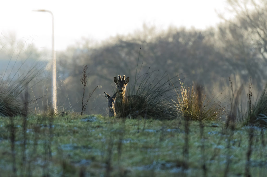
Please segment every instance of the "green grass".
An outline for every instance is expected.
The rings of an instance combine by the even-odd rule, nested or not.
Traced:
[[[190,122],[185,159],[184,122],[179,118],[33,115],[25,130],[21,117],[0,117],[0,122],[1,176],[179,176],[183,167],[184,174],[195,176],[203,174],[204,162],[207,176],[223,176],[227,164],[227,176],[242,176],[252,128],[250,172],[267,172],[266,130],[256,127],[225,129],[220,122],[205,121],[201,134],[200,123]]]

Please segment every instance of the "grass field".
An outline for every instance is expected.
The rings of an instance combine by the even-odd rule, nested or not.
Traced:
[[[0,117],[0,122],[1,176],[267,173],[266,130],[256,127],[71,114]]]

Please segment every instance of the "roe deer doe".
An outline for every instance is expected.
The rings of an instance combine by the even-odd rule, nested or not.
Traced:
[[[108,107],[109,108],[108,116],[110,117],[114,117],[116,116],[116,112],[115,109],[115,101],[117,97],[117,92],[116,92],[112,97],[104,92],[105,96],[108,99]]]

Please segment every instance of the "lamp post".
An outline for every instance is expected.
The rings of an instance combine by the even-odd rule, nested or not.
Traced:
[[[56,59],[56,51],[54,49],[54,15],[50,10],[44,9],[35,10],[33,11],[42,12],[48,12],[52,15],[52,105],[54,113],[57,111],[57,74]]]

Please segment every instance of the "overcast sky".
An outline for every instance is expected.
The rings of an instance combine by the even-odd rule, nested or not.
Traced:
[[[166,29],[171,25],[204,29],[220,20],[225,0],[37,0],[2,1],[0,37],[15,34],[18,40],[50,49],[52,11],[54,18],[55,48],[66,49],[82,37],[99,41],[141,29],[143,24]]]

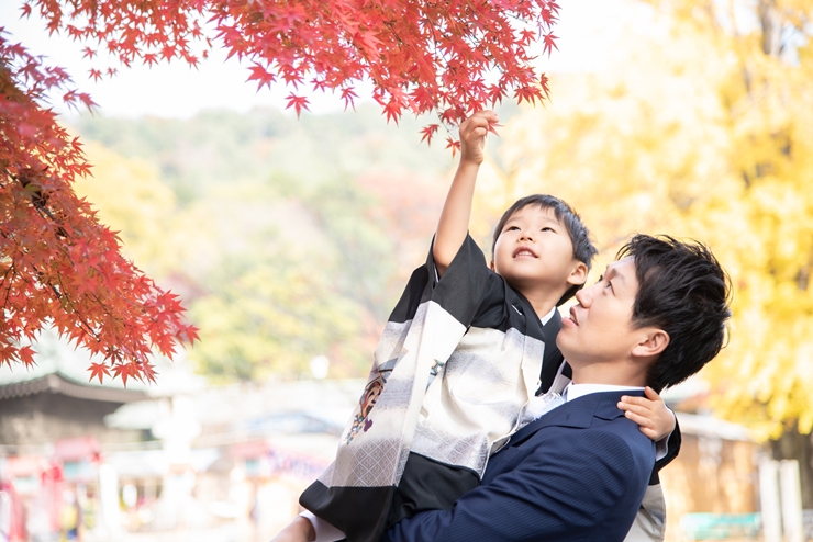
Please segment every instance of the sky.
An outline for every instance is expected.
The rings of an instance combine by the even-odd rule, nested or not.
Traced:
[[[617,38],[632,8],[623,0],[561,0],[559,3],[560,21],[554,30],[559,37],[559,50],[554,50],[549,58],[541,57],[539,69],[548,74],[591,70],[602,61],[609,44]],[[177,60],[132,68],[111,60],[109,65],[119,67],[119,74],[94,82],[88,77],[91,61],[82,58],[82,45],[65,36],[48,36],[38,18],[21,20],[21,5],[22,0],[0,1],[0,26],[4,26],[5,37],[21,42],[31,53],[44,55],[53,65],[67,69],[79,89],[89,92],[99,104],[98,113],[104,116],[183,118],[208,109],[246,112],[255,106],[283,109],[286,105],[289,90],[277,86],[270,91],[257,91],[255,82],[246,82],[247,67],[241,66],[236,58],[226,60],[225,52],[216,44],[210,58],[198,69]],[[92,66],[107,67],[108,64],[94,60]],[[364,101],[369,95],[369,87],[360,86],[357,93],[361,98],[359,101]],[[309,99],[314,114],[344,109],[342,100],[333,94],[318,93]],[[60,104],[52,105],[63,114],[76,114],[65,111]]]

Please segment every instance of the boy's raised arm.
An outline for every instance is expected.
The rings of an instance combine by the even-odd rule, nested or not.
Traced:
[[[489,132],[489,125],[497,122],[497,113],[493,111],[478,111],[460,124],[460,163],[443,204],[432,249],[439,275],[443,275],[449,267],[468,234],[486,134]]]

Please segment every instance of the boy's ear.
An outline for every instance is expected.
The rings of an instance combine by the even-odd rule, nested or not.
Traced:
[[[638,331],[643,336],[638,343],[633,347],[633,355],[638,358],[653,358],[660,354],[669,346],[669,334],[656,327],[645,327]]]
[[[578,266],[576,266],[572,271],[570,271],[570,275],[567,278],[567,282],[568,284],[579,285],[584,284],[586,281],[587,264],[583,261],[580,261]]]

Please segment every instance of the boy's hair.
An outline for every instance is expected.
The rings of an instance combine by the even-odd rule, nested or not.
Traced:
[[[570,205],[558,197],[554,197],[548,194],[526,195],[525,197],[516,200],[516,202],[514,202],[514,204],[502,214],[500,222],[497,223],[497,227],[494,228],[494,238],[491,241],[491,257],[493,258],[497,239],[500,237],[502,228],[505,227],[505,223],[514,215],[514,213],[527,207],[528,205],[537,205],[542,208],[552,208],[554,211],[554,216],[556,216],[556,219],[565,226],[570,236],[570,242],[573,246],[573,258],[583,262],[589,272],[593,264],[593,257],[599,253],[593,246],[593,242],[590,240],[590,232],[587,229],[587,226],[582,224],[579,214],[573,211]],[[584,284],[575,284],[570,286],[565,294],[563,294],[556,305],[561,305],[576,295],[576,292],[582,287],[584,287]]]
[[[669,345],[649,368],[656,392],[700,371],[723,347],[731,317],[731,281],[711,250],[698,241],[636,235],[619,250],[635,258],[638,291],[632,323],[669,334]]]

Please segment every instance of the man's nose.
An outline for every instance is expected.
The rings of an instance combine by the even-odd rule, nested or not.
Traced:
[[[576,301],[579,302],[579,305],[581,305],[582,307],[590,306],[590,302],[593,298],[592,290],[594,286],[595,285],[593,284],[592,286],[582,287],[581,290],[576,292]]]

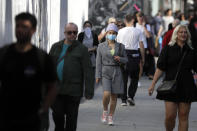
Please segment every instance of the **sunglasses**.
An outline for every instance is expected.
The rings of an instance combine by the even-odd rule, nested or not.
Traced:
[[[117,25],[117,26],[118,26],[118,27],[119,27],[119,26],[124,26],[124,24],[120,24],[120,25]]]
[[[67,31],[66,33],[68,35],[71,35],[71,34],[77,35],[78,31]]]

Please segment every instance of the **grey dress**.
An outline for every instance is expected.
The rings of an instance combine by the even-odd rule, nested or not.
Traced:
[[[96,78],[101,78],[104,91],[109,91],[113,94],[123,94],[123,76],[120,64],[114,60],[114,56],[120,56],[120,63],[126,64],[128,59],[123,44],[116,42],[114,49],[115,53],[112,55],[107,41],[99,44],[96,57]]]

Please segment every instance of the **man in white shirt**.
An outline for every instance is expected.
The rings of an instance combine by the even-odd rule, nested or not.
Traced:
[[[117,35],[117,41],[125,45],[128,63],[126,69],[123,72],[124,75],[124,94],[122,95],[122,104],[126,106],[128,101],[130,105],[134,106],[134,96],[138,87],[139,80],[139,63],[140,57],[144,62],[144,45],[142,32],[133,27],[134,25],[134,16],[127,15],[125,17],[126,27],[120,29]],[[138,45],[140,46],[140,52],[138,50]],[[127,99],[127,82],[128,76],[131,78],[131,82],[128,89],[128,99]]]
[[[149,24],[146,24],[146,21],[144,19],[144,14],[142,12],[138,12],[136,14],[137,17],[137,23],[136,23],[136,28],[141,30],[142,32],[142,37],[143,37],[143,44],[144,44],[144,48],[145,48],[145,57],[147,57],[147,39],[146,38],[150,38],[151,37],[151,27]],[[146,61],[147,62],[147,61]],[[140,72],[139,72],[139,77],[141,77],[143,74],[143,64],[142,61],[140,61]],[[140,84],[139,84],[140,85]]]

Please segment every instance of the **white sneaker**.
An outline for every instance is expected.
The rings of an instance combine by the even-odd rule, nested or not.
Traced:
[[[121,106],[127,106],[127,103],[126,102],[122,102]]]
[[[113,116],[108,116],[108,125],[110,125],[110,126],[114,125]]]
[[[134,102],[134,100],[133,99],[131,99],[131,98],[128,98],[128,103],[130,104],[130,106],[134,106],[135,105],[135,102]]]
[[[107,117],[108,117],[108,112],[107,111],[103,111],[103,115],[101,117],[101,122],[103,124],[107,124]]]
[[[138,87],[140,87],[141,86],[141,83],[140,82],[138,82],[138,85],[137,85]]]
+-------+
TASK STATEMENT: Rewrite all of the entries above as a JSON list of strings with one string per line, skipping blank lines. Leave the pictures out of the list.

SOLUTION FOR THIS TASK:
[
  "Please segment every instance of the \"green grass\".",
  "An outline for every instance is expected.",
  "The rings of an instance combine by the even-odd rule, nested or not.",
  "Traced:",
  "[[[190,122],[185,159],[184,122],[179,118],[33,115],[25,130],[21,117],[0,117],[0,122],[1,176],[179,176],[183,167],[184,174],[195,176],[203,174],[204,162],[207,176],[223,176],[227,164],[227,176],[242,176],[252,128],[250,172],[267,172],[266,130],[256,127],[225,129],[220,122],[205,121],[201,134],[200,123]]]",
  "Please segment every instance of the \"grass field\".",
  "An outline for every instance is expected.",
  "The rings of an instance combine by the even-odd rule, nested or not.",
  "Traced:",
  "[[[0,117],[0,122],[1,176],[267,173],[266,130],[256,127],[71,114]]]",
  "Please segment every instance of the \"roe deer doe\".",
  "An outline for every instance is expected.",
  "The rings of an instance combine by the even-odd rule, nested or not.",
  "Traced:",
  "[[[108,107],[109,108],[108,116],[110,117],[114,117],[116,116],[116,112],[115,109],[115,101],[117,97],[117,92],[116,92],[112,97],[104,92],[105,96],[108,99]]]",
  "Please segment every instance of the \"lamp post\".",
  "An outline for every instance is expected.",
  "The rings of an instance combine by the even-odd rule, nested or not.",
  "Traced:",
  "[[[56,59],[56,51],[54,49],[54,15],[50,10],[44,9],[35,10],[33,11],[42,12],[48,12],[52,15],[52,105],[54,113],[57,111],[57,74]]]",
  "Please segment every instance of the \"overcast sky\".",
  "An outline for every instance is expected.",
  "The rings of an instance combine by the even-odd rule, nested or not.",
  "Traced:",
  "[[[166,29],[171,25],[204,29],[220,20],[225,0],[37,0],[2,1],[0,37],[15,34],[18,40],[50,49],[52,11],[54,18],[55,48],[66,49],[82,37],[99,41],[141,29],[143,24]]]",
  "Please segment every instance of the sky.",
  "An outline for every instance is expected.",
  "The rings of an instance combine by the even-odd rule, nested or not.",
  "Traced:",
  "[[[617,38],[632,8],[623,0],[561,0],[559,3],[560,21],[554,30],[559,37],[559,50],[554,50],[549,58],[541,57],[539,69],[548,74],[591,70],[602,61],[609,44]],[[177,60],[132,68],[111,60],[109,65],[119,67],[119,74],[94,82],[88,77],[91,61],[82,58],[82,45],[65,36],[48,36],[38,18],[21,20],[21,5],[22,0],[0,1],[0,26],[4,26],[5,37],[21,42],[31,53],[44,55],[53,65],[67,69],[79,89],[89,92],[99,104],[98,113],[104,116],[183,118],[208,109],[246,112],[255,106],[283,109],[286,105],[289,90],[277,86],[270,91],[257,91],[255,82],[246,82],[247,67],[241,66],[236,58],[226,60],[225,52],[216,44],[210,58],[198,69]],[[92,66],[107,67],[108,64],[94,60]],[[364,101],[369,95],[369,87],[360,86],[357,93],[361,98],[359,101]],[[309,99],[314,114],[344,109],[342,100],[333,94],[318,93]],[[60,104],[52,105],[63,114],[76,114],[65,111]]]",
  "Please segment every instance of the boy's raised arm.",
  "An outline for every instance is expected.",
  "The rings of an instance combine by the even-odd rule, nested or not.",
  "Traced:",
  "[[[489,132],[489,125],[497,122],[497,113],[493,111],[478,111],[460,124],[460,163],[443,204],[432,249],[439,275],[443,275],[449,267],[468,234],[486,134]]]",
  "Please segment every instance of the boy's ear.",
  "An outline for every instance is expected.",
  "The rings of an instance combine by the even-odd rule, nested or not.",
  "Traced:",
  "[[[638,331],[643,336],[638,343],[633,347],[633,355],[638,358],[653,358],[660,354],[669,346],[669,334],[656,327],[645,327]]]",
  "[[[578,266],[576,266],[572,271],[570,271],[570,275],[567,278],[567,282],[568,284],[579,285],[584,284],[586,281],[587,264],[583,261],[580,261]]]",
  "Please segment every instance of the boy's hair.",
  "An outline for every instance is expected.",
  "The rings of an instance combine by the even-odd rule, nested or not.",
  "Traced:",
  "[[[570,205],[558,197],[554,197],[548,194],[526,195],[525,197],[516,200],[516,202],[514,202],[514,204],[502,214],[500,222],[497,223],[497,227],[494,228],[494,238],[491,241],[491,257],[493,258],[497,239],[500,237],[502,228],[505,227],[505,223],[514,215],[514,213],[527,207],[528,205],[537,205],[542,208],[552,208],[554,211],[554,216],[556,216],[556,219],[565,226],[570,236],[570,242],[573,246],[573,258],[583,262],[589,272],[593,264],[593,257],[599,253],[593,246],[593,242],[590,240],[590,232],[587,229],[587,226],[582,224],[579,214],[573,211]],[[584,284],[575,284],[570,286],[565,294],[563,294],[556,305],[561,305],[576,295],[576,292],[582,287],[584,287]]]",
  "[[[669,345],[649,368],[656,392],[700,371],[723,347],[731,317],[731,281],[711,250],[698,241],[636,235],[619,250],[635,258],[638,291],[632,323],[669,334]]]",
  "Please segment every instance of the man's nose.",
  "An outline for every instance is expected.",
  "The rings of an instance combine by the even-odd rule, nested or not.",
  "Traced:",
  "[[[576,301],[579,302],[579,305],[581,305],[582,307],[590,306],[590,302],[593,298],[592,290],[594,286],[595,285],[593,284],[592,286],[582,287],[581,290],[576,292]]]",
  "Please segment every instance of the **sunglasses**.",
  "An outline for every instance is expected.",
  "The rings of an instance combine by the even-odd rule, nested or not.",
  "Traced:",
  "[[[117,25],[117,26],[118,26],[118,27],[119,27],[119,26],[124,26],[124,24],[120,24],[120,25]]]",
  "[[[67,31],[66,33],[68,35],[71,35],[71,34],[77,35],[78,31]]]",
  "Please segment every instance of the **grey dress**.",
  "An outline for every instance is expected.",
  "The rings of an instance combine by the even-odd rule, nested or not.",
  "Traced:",
  "[[[96,78],[101,78],[104,91],[109,91],[113,94],[123,94],[123,76],[120,64],[114,60],[114,56],[120,56],[120,63],[126,64],[128,59],[123,44],[116,42],[114,49],[115,53],[112,55],[107,41],[99,44],[96,57]]]",
  "Please segment every instance of the **man in white shirt**.",
  "An outline for every instance is expected.",
  "The rings of an instance combine by the even-odd rule, nested or not.",
  "Traced:",
  "[[[117,35],[117,41],[125,45],[128,63],[126,69],[123,72],[124,75],[124,94],[122,95],[122,104],[126,106],[128,101],[130,105],[134,106],[134,96],[138,87],[139,80],[139,63],[140,57],[144,62],[144,45],[142,32],[133,27],[134,25],[134,16],[127,15],[125,17],[126,27],[120,29]],[[138,45],[140,46],[140,52],[138,50]],[[127,99],[127,82],[128,76],[131,78],[131,82],[128,89],[128,99]]]",
  "[[[149,24],[146,24],[146,21],[144,19],[144,14],[142,12],[138,12],[136,14],[137,17],[137,23],[136,23],[136,28],[141,30],[142,32],[142,37],[143,37],[143,44],[144,44],[144,48],[145,48],[145,57],[147,57],[147,39],[146,38],[150,38],[151,37],[151,27]],[[146,61],[147,62],[147,61]],[[140,72],[139,72],[139,77],[141,77],[143,74],[143,64],[142,61],[140,61]],[[140,84],[139,84],[140,85]]]",
  "Please segment every instance of the **white sneaker**.",
  "An outline for every instance is expected.",
  "The rings of an instance combine by the even-odd rule, nested or not.",
  "Traced:",
  "[[[121,106],[127,106],[127,103],[126,102],[122,102]]]",
  "[[[113,116],[108,116],[108,125],[110,125],[110,126],[114,125]]]",
  "[[[134,102],[134,100],[133,99],[131,99],[131,98],[128,98],[128,103],[130,104],[130,106],[134,106],[135,105],[135,102]]]",
  "[[[107,117],[108,117],[108,112],[107,111],[103,111],[103,115],[101,117],[101,122],[103,124],[107,124]]]",
  "[[[138,87],[140,87],[141,86],[141,83],[140,82],[138,82],[138,85],[137,85]]]"
]